┌─ Data section

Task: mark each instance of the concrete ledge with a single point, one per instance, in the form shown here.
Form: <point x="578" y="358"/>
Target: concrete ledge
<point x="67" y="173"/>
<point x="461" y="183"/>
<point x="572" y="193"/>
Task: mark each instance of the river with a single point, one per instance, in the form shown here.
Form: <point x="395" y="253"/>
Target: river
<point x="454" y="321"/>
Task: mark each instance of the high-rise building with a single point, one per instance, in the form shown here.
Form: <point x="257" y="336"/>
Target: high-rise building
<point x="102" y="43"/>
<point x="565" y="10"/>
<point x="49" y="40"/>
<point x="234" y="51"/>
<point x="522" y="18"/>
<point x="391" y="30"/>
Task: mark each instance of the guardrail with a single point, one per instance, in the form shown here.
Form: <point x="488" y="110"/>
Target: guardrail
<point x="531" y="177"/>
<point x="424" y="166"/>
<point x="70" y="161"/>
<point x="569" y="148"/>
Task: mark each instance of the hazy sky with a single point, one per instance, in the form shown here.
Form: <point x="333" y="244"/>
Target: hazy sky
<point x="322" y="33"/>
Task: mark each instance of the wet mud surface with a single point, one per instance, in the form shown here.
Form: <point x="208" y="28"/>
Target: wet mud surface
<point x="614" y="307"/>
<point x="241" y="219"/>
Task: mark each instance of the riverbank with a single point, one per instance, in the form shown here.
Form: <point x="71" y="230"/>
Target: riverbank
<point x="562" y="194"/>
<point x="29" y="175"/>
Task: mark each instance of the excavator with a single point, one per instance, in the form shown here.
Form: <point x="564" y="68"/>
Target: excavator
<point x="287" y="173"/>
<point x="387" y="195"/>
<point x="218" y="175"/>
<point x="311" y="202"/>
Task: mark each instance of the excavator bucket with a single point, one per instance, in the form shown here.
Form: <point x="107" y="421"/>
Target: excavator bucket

└─

## What you have to do
Copy all of the material above word for word, line by line, with nothing changed.

## Worked solution
Task: mark each instance of the concrete ledge with a single point, one per instance, in the form shown here.
Form: <point x="578" y="358"/>
Target: concrete ledge
<point x="67" y="173"/>
<point x="461" y="183"/>
<point x="572" y="193"/>
Task: mark each instance of the river with a single point, one per instance, in the form shown here.
Form: <point x="395" y="253"/>
Target: river
<point x="454" y="321"/>
Task: mark each instance of the high-rise building with a single point, one per instance, in the form shown here.
Form: <point x="257" y="336"/>
Target: high-rise building
<point x="102" y="43"/>
<point x="565" y="10"/>
<point x="49" y="40"/>
<point x="234" y="51"/>
<point x="522" y="18"/>
<point x="391" y="30"/>
Task: mark each instance of the guardrail with a single point, one per instance, in the form shown here.
Form: <point x="488" y="110"/>
Target: guardrail
<point x="531" y="177"/>
<point x="424" y="166"/>
<point x="70" y="161"/>
<point x="569" y="148"/>
Task: mark each instance of the hazy sky with a single point, one per instance, in the form shown here.
Form: <point x="333" y="244"/>
Target: hazy sky
<point x="322" y="33"/>
Task: mark each instance of the wet mud surface with a single point, one per instance, in the form shown here.
Form: <point x="208" y="28"/>
Target: wet mud surface
<point x="614" y="307"/>
<point x="241" y="219"/>
Task: mark each instance of the riverbank with a single point, one per instance, in the form shown here.
Form: <point x="71" y="230"/>
Target: riverbank
<point x="562" y="194"/>
<point x="29" y="175"/>
Task: mark each instance of the excavator with a single point, one per instance, in the form shown here.
Form: <point x="564" y="68"/>
Target: excavator
<point x="287" y="173"/>
<point x="387" y="195"/>
<point x="218" y="175"/>
<point x="311" y="202"/>
Task: mark each instance of the excavator bucket with a single point, one per instance, in the form shown here.
Form: <point x="107" y="421"/>
Target: excavator bucket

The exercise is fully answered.